(EXERCISE 1)
Could you rewrite the entries as a numbered list without blank lines, starting at the line containing "Can you spot the metal dog" and ending at the line containing "[[204, 123], [253, 130]]"?

(TEXT SECTION)

Against this backdrop, we believe that gold has an increasingly relevant role to play in investors' portfolios.

Gold’s price seesawed in 2018 as investor interest ebbed and flowed despite steady growth in most sectors of demand.

Gold faced significant headwinds for most of the year. The dollar strengthened, the Fed continued to hike steadily while other central banks kept policy accommodative, and the US economy was lifted by the Trump administration’s tax cuts. These factors fuelled positive investor sentiment which, in turn, pushed US stock prices higher, at least until the start of October.

But as geopolitical and macroeconomic risks continued to increase, emerging market stocks pulled back. Eventually, developed market stocks followed, in a selloff led by US tech companies. This resulted in short-covering in gold with its price ending the year near US$1,280/oz (-1% y-o-y).

(EXERCISE 2)
Can you condense the paragraph of the gold market passage that begins "Gold faced significant headwinds" into a short bulleted list that keeps its main facts?

(TASK INPUTS)
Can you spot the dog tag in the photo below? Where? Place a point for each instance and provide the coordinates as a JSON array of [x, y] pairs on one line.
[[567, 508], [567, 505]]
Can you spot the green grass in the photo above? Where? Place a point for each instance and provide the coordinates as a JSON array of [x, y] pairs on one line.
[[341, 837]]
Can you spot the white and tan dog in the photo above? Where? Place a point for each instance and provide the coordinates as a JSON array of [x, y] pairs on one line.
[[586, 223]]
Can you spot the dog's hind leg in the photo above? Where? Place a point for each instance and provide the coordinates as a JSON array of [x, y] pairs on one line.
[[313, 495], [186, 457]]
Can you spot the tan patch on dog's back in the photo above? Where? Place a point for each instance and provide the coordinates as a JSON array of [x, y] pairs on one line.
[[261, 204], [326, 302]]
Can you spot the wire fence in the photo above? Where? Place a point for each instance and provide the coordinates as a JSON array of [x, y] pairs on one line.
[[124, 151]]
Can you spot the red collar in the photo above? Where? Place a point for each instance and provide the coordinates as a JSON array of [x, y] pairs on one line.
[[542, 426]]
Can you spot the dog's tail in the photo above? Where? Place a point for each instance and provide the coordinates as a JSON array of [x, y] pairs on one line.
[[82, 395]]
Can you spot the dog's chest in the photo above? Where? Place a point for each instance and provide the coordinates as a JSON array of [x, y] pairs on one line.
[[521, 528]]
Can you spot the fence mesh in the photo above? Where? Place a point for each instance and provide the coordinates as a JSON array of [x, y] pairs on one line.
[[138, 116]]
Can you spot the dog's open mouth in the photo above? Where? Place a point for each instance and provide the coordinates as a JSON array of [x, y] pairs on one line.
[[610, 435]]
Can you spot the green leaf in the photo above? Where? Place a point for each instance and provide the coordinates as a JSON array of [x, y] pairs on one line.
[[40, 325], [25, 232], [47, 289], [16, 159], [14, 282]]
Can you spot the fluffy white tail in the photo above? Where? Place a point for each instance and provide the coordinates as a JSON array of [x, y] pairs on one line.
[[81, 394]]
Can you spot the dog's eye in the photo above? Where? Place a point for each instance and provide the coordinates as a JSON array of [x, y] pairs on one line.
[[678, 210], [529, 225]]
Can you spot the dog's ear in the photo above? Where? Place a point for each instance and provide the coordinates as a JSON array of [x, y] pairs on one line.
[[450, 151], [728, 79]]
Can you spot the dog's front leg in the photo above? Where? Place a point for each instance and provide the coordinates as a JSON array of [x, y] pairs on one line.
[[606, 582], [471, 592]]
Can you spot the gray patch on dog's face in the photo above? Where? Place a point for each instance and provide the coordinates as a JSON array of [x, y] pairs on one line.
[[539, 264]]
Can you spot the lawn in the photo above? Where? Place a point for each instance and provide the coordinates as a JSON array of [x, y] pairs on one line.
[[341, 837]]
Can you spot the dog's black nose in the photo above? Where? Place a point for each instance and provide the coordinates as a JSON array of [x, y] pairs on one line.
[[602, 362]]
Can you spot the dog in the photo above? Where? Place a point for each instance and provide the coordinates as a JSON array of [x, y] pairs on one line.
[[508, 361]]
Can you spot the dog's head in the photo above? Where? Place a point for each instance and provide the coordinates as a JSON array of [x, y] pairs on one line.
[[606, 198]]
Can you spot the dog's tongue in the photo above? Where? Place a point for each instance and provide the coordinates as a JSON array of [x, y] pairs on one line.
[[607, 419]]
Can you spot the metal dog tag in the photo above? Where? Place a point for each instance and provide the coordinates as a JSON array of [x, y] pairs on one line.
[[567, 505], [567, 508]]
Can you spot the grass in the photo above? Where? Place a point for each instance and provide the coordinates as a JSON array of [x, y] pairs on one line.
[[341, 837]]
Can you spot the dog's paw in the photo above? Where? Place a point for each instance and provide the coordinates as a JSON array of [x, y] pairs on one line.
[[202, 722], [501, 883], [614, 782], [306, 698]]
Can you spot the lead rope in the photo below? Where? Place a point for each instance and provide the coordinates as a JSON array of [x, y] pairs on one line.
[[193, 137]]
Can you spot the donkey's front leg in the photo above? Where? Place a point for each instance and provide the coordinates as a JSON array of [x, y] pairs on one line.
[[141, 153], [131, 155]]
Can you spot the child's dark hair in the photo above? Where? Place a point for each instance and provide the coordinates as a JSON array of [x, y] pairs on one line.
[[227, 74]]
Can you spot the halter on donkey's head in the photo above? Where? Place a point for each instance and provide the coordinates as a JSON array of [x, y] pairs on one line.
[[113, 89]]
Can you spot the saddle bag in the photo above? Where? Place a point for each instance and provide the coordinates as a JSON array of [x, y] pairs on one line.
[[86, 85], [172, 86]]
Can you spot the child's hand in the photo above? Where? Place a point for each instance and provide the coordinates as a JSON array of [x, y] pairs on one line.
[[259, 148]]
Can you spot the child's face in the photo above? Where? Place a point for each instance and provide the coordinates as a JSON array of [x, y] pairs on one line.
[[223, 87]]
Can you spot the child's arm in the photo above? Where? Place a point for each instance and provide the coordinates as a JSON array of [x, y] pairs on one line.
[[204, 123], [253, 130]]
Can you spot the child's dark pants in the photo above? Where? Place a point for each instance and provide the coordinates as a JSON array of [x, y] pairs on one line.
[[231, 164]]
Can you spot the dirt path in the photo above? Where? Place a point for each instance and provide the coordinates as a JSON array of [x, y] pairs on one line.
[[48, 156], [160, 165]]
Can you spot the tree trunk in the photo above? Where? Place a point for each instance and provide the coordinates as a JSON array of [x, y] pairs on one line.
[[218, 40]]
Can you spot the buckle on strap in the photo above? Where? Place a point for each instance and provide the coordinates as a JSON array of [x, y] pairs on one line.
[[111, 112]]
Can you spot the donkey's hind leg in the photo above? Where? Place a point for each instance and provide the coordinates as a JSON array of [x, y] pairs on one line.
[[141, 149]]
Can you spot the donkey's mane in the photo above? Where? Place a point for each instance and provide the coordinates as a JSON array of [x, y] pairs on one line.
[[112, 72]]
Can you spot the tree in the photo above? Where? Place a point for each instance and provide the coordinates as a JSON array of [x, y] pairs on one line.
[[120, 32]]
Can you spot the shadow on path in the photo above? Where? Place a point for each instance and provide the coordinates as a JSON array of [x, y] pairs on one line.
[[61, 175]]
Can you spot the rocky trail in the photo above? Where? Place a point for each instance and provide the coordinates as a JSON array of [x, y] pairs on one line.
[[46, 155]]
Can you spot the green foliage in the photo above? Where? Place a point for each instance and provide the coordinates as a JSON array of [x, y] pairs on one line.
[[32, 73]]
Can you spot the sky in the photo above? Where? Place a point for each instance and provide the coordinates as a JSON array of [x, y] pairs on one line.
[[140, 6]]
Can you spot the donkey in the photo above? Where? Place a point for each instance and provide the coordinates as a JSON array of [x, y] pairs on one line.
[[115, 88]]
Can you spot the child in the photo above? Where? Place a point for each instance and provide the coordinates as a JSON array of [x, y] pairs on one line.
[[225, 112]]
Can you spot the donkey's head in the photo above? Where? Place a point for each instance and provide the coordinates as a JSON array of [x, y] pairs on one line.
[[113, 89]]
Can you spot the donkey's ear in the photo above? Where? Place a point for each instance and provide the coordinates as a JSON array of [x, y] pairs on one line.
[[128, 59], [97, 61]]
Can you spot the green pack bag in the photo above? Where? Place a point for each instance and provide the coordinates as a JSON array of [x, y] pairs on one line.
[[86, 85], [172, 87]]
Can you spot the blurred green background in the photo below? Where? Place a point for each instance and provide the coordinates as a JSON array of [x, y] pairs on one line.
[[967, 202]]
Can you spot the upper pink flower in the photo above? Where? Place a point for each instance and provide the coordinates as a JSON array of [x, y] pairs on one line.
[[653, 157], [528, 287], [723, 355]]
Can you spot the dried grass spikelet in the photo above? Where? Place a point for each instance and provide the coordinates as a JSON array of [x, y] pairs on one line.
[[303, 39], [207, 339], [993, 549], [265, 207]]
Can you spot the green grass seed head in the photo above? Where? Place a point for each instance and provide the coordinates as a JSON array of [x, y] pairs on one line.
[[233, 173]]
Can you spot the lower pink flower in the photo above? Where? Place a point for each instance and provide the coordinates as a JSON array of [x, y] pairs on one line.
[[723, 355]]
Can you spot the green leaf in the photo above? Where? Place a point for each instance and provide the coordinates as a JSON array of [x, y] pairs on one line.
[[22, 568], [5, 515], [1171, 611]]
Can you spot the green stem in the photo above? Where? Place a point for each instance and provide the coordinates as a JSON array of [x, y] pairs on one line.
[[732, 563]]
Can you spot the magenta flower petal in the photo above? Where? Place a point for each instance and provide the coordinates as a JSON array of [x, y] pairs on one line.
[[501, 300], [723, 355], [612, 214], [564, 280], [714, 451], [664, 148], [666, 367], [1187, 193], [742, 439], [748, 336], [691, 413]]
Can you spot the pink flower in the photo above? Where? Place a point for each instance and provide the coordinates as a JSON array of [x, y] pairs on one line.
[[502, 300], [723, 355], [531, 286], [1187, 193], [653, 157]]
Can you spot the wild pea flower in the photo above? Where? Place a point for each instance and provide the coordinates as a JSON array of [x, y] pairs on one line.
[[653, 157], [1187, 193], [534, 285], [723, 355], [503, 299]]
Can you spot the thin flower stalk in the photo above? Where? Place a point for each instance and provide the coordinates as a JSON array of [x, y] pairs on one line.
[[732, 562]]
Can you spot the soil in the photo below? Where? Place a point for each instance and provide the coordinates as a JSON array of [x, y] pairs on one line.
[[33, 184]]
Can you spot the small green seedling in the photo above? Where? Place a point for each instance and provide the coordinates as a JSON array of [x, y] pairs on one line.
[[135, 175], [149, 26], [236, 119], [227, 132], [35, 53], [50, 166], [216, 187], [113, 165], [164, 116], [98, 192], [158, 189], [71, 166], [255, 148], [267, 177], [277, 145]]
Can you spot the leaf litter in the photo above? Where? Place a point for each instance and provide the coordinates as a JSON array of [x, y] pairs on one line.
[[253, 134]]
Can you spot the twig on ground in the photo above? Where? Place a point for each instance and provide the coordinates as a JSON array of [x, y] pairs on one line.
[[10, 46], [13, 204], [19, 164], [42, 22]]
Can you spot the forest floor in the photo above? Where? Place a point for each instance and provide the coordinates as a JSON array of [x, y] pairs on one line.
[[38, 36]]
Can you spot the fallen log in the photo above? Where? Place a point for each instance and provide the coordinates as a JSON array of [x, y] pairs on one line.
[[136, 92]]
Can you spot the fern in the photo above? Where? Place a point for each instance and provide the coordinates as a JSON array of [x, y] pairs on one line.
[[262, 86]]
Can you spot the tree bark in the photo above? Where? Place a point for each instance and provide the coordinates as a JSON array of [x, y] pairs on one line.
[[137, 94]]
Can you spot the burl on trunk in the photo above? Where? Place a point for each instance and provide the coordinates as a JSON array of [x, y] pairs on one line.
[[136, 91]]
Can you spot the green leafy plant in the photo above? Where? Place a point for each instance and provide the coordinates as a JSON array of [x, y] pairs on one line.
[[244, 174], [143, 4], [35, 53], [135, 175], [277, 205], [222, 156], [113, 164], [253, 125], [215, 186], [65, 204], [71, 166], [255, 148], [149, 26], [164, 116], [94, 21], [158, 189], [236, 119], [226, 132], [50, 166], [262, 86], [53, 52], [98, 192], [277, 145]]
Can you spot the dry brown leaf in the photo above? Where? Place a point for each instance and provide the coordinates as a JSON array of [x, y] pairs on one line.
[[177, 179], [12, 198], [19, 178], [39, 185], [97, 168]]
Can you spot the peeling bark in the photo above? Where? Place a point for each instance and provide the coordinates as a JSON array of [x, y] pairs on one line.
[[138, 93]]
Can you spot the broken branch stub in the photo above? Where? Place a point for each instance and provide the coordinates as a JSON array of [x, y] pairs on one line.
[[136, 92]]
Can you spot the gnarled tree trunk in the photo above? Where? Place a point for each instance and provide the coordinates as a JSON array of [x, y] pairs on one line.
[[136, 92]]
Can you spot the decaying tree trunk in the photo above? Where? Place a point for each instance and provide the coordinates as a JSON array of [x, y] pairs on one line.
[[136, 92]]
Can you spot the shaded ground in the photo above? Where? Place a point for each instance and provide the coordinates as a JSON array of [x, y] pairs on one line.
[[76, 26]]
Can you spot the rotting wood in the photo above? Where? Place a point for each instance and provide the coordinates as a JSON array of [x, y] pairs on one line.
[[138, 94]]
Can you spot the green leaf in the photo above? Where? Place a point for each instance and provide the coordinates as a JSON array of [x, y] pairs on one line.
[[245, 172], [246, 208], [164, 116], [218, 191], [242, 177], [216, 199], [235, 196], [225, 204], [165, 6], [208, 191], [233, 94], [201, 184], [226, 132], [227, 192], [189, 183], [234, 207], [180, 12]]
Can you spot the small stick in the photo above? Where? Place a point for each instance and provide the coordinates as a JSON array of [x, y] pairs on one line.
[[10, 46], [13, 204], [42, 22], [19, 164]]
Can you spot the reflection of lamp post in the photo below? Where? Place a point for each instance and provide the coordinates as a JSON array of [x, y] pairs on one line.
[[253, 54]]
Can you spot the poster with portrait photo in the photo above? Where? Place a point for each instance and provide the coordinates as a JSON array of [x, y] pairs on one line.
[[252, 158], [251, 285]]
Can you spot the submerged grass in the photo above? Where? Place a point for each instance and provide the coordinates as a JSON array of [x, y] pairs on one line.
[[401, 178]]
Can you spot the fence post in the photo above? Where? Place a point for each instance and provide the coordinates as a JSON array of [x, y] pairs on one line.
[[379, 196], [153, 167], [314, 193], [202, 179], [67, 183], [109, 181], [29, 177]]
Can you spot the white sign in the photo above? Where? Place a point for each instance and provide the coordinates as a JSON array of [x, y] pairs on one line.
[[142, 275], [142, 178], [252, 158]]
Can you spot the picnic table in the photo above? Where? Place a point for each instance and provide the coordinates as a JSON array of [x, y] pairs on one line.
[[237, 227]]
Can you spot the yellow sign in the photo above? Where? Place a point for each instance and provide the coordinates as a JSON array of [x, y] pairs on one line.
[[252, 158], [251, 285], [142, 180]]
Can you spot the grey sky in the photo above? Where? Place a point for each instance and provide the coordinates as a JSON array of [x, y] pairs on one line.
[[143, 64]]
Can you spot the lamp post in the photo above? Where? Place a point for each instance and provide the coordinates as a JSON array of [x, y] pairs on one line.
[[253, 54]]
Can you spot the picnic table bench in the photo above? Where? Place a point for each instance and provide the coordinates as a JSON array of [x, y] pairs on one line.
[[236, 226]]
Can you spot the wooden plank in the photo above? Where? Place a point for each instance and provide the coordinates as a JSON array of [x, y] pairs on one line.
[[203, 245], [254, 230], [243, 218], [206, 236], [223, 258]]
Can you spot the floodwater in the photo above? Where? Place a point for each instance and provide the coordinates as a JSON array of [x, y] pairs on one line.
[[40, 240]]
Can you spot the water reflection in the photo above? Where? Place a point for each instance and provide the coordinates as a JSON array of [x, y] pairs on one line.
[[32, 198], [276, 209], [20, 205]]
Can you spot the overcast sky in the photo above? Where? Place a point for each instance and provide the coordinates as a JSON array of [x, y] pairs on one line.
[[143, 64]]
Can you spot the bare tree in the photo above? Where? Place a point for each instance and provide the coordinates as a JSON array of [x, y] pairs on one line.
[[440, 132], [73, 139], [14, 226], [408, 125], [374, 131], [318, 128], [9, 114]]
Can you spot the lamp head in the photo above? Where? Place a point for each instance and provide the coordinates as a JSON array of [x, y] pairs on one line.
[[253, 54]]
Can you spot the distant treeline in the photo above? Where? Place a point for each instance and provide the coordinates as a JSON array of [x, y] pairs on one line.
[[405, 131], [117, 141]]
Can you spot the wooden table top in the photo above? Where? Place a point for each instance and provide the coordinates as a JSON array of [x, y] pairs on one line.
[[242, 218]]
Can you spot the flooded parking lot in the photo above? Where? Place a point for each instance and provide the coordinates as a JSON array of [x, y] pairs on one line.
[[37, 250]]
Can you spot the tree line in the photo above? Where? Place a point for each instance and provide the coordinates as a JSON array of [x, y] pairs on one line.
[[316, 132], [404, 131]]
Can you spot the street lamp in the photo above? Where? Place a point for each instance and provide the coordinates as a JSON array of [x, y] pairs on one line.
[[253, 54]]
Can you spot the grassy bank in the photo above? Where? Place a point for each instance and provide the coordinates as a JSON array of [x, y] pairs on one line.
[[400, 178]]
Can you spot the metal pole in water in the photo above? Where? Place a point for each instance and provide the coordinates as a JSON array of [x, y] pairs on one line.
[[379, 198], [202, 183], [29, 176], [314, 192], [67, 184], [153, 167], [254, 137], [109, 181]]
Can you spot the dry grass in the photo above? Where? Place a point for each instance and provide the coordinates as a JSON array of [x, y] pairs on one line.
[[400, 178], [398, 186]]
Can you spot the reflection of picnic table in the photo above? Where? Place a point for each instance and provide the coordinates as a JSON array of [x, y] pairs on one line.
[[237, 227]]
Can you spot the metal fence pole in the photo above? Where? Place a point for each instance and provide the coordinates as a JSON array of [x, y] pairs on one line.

(TASK RESPONSE 1)
1. Can you spot the metal dog tag in the photo above? Where? Place a point for each instance and provide the coordinates as a JSON array of [x, y] pairs on one line.
2. [[567, 505], [567, 508]]
3. Can you spot the grass in the photo above? Where? Place a point for each instance and provide the coordinates as a JSON array of [x, y] pairs on one line.
4. [[341, 837]]
5. Can you spot the dog's paw in the photo above? Where? Place a point for each instance and provide the coordinates as a JSON array of [x, y] pairs on one line.
6. [[202, 722], [501, 883], [614, 782], [306, 698]]
7. Can you spot the lead rope in the photo below? Where? Place a point for each instance and provide the coordinates as a JSON array of [x, y] pairs on one line.
8. [[193, 137]]
9. Can you spot the donkey's front leg in the photo above? Where? Place a point for each instance and provide the coordinates as a JSON array of [x, y] pairs on one line.
10. [[141, 153], [131, 155]]
11. Can you spot the child's dark hair in the photo above? Where? Place a point for each instance and provide the coordinates as a JSON array of [x, y] pairs on one line.
12. [[227, 74]]
13. Can you spot the halter on donkey's head in the photo above? Where? Place a point for each instance and provide the coordinates as a JSON array of [x, y] pairs on one line.
14. [[113, 89]]
15. Can you spot the saddle bag in the photo above? Where? Place a point for each instance and provide the coordinates as a JSON array of [x, y] pairs on one line.
16. [[86, 85], [172, 86]]
17. Can you spot the child's hand in the photo above? Where? Place a point for each instance and provide the coordinates as a JSON array of [x, y] pairs on one line.
18. [[259, 148]]
19. Can you spot the child's face in the photo above? Where? Place a point for each instance and provide the coordinates as a JSON array of [x, y] pairs on one line.
20. [[223, 87]]
21. Can you spot the child's arm in the photo above? Where? Place a point for each instance and provide the coordinates as a JSON array of [x, y] pairs on one line.
22. [[204, 123], [253, 130]]

(TASK RESPONSE 2)
- Gold faced significant headwinds for most of the year.
- The dollar strengthened.
- The Fed kept hiking steadily, while other central banks kept policy accommodative.
- The Trump administration's tax cuts lifted the US economy.
- These factors fueled positive investor sentiment, which pushed US stock prices higher, at least until the start of October.